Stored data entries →
──────

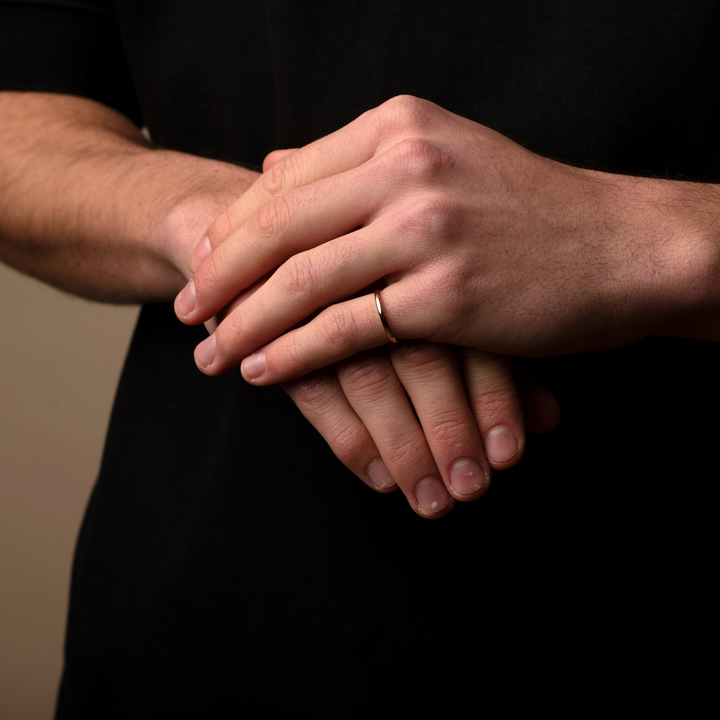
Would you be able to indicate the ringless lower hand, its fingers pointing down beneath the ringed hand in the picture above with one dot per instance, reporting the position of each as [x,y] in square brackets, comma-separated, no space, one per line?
[465,418]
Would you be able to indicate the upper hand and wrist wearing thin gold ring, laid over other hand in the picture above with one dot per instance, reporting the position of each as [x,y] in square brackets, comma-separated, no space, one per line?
[483,244]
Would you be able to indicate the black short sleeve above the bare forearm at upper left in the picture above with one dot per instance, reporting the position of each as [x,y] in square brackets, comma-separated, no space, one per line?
[66,46]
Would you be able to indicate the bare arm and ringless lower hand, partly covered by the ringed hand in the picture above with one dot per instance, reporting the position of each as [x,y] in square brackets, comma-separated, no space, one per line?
[89,206]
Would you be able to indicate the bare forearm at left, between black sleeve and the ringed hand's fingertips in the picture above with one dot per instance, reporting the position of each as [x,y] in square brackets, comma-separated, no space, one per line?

──────

How to complete this task → Write out every line, unchanged, from the one containing "Would you be able to indicate the black" through the closing line of the data.

Exercise response →
Would you be able to indicate the black short sleeve above the bare forearm at upper left in the picture above with one dot per instance, reporting the position of each as [x,y] in square brackets, comma-separated, no space, one per line?
[66,46]
Would you be able to indicate the bare arm and ringless lower hand, partly covered by the ringed hand in the picture above with one dot per instance, reporting the position of each as [x,y] in square brackets, comma-separated, no space, one per line?
[89,206]
Would you be able to indicate the bare forearm at left, between black sleeve and the ringed hand's fingertips in the picture above with one dot per instance, reporting the position of each as [x,y] in square brackets, comma-separated, no space, one per line?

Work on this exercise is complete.